→ **Task brief**:
Revise the rows from the start through the line with "48L113 58L82 120L94", replacing "rough mask" with "coarse mask" and leaving all else unchanged. Give only those lines, without the pictures.

→ **The input**:
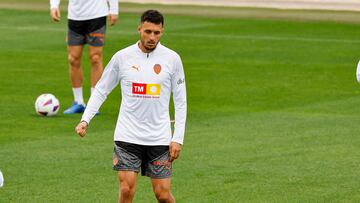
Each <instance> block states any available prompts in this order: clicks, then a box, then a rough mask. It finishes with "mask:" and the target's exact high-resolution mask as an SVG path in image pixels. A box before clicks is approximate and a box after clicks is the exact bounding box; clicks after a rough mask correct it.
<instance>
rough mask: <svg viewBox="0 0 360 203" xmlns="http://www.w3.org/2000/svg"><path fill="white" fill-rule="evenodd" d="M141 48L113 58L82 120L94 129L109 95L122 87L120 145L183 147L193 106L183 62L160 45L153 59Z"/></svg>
mask: <svg viewBox="0 0 360 203" xmlns="http://www.w3.org/2000/svg"><path fill="white" fill-rule="evenodd" d="M138 43H139V42H138ZM138 43H136V44H134V45H132V46H129V47H127V48H125V49H122V50H120V51H118V52H117V53H116V54H115V55H114V56H113V57H112V59H111V60H110V62H109V63H108V65H107V66H106V68H105V71H104V73H103V75H102V77H101V79H100V80H99V82H98V83H97V85H96V87H95V90H94V91H93V94H92V95H91V97H90V100H89V102H88V105H87V107H86V109H85V112H84V114H83V116H82V119H81V120H83V121H86V122H87V123H90V120H91V119H92V118H93V117H94V115H95V114H96V112H98V110H99V108H100V106H101V105H102V103H103V102H104V101H105V99H106V97H107V95H108V94H109V93H110V92H111V91H112V90H113V89H114V88H115V87H116V86H117V85H118V84H119V83H120V86H121V95H122V100H121V106H120V112H119V117H118V120H117V124H116V128H115V133H114V140H115V141H124V142H129V143H134V144H140V145H169V144H170V142H171V141H173V142H177V143H179V144H183V140H184V132H185V121H186V108H187V106H186V87H185V76H184V69H183V65H182V62H181V59H180V56H179V55H178V54H177V53H176V52H174V51H172V50H170V49H168V48H166V47H165V46H163V45H161V44H160V43H158V45H157V47H156V49H155V50H154V51H152V52H151V53H148V54H147V53H144V52H142V51H141V49H140V48H139V46H138ZM171 93H173V101H174V106H175V128H174V134H173V136H172V135H171V125H170V116H169V101H170V95H171Z"/></svg>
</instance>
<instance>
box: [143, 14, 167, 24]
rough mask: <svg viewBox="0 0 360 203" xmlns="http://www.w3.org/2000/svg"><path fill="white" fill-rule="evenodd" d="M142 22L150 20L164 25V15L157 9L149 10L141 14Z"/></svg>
mask: <svg viewBox="0 0 360 203" xmlns="http://www.w3.org/2000/svg"><path fill="white" fill-rule="evenodd" d="M140 22H141V23H144V22H150V23H154V24H156V25H159V24H161V25H162V26H164V16H163V15H162V14H161V13H160V12H159V11H157V10H147V11H145V12H144V13H143V14H142V15H141V21H140Z"/></svg>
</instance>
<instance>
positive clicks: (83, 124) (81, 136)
mask: <svg viewBox="0 0 360 203" xmlns="http://www.w3.org/2000/svg"><path fill="white" fill-rule="evenodd" d="M87 126H88V124H87V123H86V122H85V121H81V122H80V123H79V124H78V125H77V126H76V127H75V132H76V133H77V134H78V135H80V137H84V136H85V135H86V129H87Z"/></svg>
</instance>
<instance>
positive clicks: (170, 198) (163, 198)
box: [154, 189, 171, 203]
mask: <svg viewBox="0 0 360 203" xmlns="http://www.w3.org/2000/svg"><path fill="white" fill-rule="evenodd" d="M154 192H155V196H156V199H157V200H158V202H161V203H162V202H171V201H170V200H171V195H170V192H169V191H167V190H161V189H156V190H154Z"/></svg>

→ **Answer to the problem**:
Each <instance> block states any available prompts in this order: clicks, then a box, then a coarse mask. It finishes with "mask:" and the target's exact high-resolution mask as an SVG path in image pixels. A box before clicks is approximate and a box after clicks is the exact bounding box; clicks after a coarse mask correct it.
<instance>
coarse mask: <svg viewBox="0 0 360 203" xmlns="http://www.w3.org/2000/svg"><path fill="white" fill-rule="evenodd" d="M141 48L113 58L82 120L94 129L109 95L122 87L120 145L183 147L193 106L183 62L160 45L153 59Z"/></svg>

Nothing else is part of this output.